[Polygon annotations for photos]

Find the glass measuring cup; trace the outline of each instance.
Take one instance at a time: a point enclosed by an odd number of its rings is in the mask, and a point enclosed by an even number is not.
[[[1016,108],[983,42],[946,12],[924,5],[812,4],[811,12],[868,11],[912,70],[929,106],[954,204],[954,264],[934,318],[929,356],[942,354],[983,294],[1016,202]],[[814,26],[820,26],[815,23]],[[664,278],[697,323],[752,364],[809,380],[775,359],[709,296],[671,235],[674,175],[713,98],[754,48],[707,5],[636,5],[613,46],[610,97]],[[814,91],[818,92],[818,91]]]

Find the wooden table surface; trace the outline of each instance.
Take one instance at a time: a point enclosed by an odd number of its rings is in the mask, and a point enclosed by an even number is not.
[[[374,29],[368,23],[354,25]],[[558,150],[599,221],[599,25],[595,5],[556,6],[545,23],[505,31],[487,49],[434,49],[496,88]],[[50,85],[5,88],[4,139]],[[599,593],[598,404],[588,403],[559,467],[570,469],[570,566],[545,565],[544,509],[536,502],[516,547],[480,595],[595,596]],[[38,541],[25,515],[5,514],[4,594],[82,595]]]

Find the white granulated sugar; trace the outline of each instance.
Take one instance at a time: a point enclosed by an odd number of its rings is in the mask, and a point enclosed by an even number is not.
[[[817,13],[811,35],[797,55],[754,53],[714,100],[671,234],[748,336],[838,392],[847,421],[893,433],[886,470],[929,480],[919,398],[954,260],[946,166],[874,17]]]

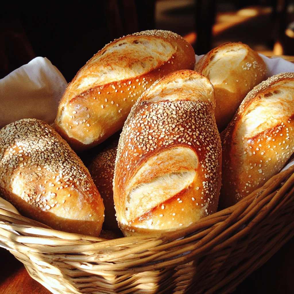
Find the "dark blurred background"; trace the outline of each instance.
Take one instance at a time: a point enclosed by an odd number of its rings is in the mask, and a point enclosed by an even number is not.
[[[178,33],[198,54],[230,41],[267,55],[294,55],[294,0],[0,2],[0,78],[42,56],[69,82],[106,44],[154,29]]]

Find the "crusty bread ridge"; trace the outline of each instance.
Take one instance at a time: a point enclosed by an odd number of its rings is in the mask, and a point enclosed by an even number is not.
[[[59,103],[54,127],[76,151],[121,129],[131,108],[156,81],[193,69],[193,48],[171,32],[147,31],[106,45],[79,71]]]
[[[184,228],[216,211],[221,152],[214,100],[206,78],[183,70],[153,84],[132,108],[113,179],[125,235]]]
[[[294,151],[294,73],[254,87],[221,134],[220,209],[231,206],[278,173]]]
[[[0,194],[53,229],[99,235],[104,207],[87,169],[47,123],[25,119],[0,130]]]
[[[102,199],[105,208],[102,229],[119,232],[113,200],[113,182],[118,140],[112,142],[95,157],[89,171]]]
[[[262,59],[241,42],[229,42],[213,49],[196,65],[195,70],[213,86],[216,120],[220,132],[230,121],[248,92],[267,77]]]

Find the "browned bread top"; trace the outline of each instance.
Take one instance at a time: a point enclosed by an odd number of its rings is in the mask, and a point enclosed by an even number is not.
[[[185,227],[216,211],[221,154],[214,103],[207,79],[185,70],[154,84],[132,108],[113,181],[125,235]]]
[[[221,134],[220,205],[232,205],[281,169],[294,151],[294,73],[254,87]]]
[[[78,72],[60,101],[55,127],[76,150],[121,129],[142,93],[170,72],[193,69],[192,46],[176,34],[148,31],[106,45]]]
[[[248,92],[266,78],[262,59],[241,42],[229,42],[213,49],[199,61],[195,70],[213,86],[216,120],[220,132],[230,121]]]
[[[101,197],[105,208],[103,230],[121,232],[118,228],[113,200],[113,181],[118,140],[111,143],[95,157],[89,171]]]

- What is expected -
Please pick out each line above that contains the word "outline" and copy those lines.

- Reply -
Find the glass measuring cup; trace the outline of each instance.
Find the wooden table surface; trace the outline of each instance.
Find the white granulated sugar; trace the outline of each instance.
Find the "dark blurred background"; trace the outline of each instance.
Find the "crusty bread ridge"; trace the outline of each instance.
Find the "browned bread top"; trace the outline of each instance.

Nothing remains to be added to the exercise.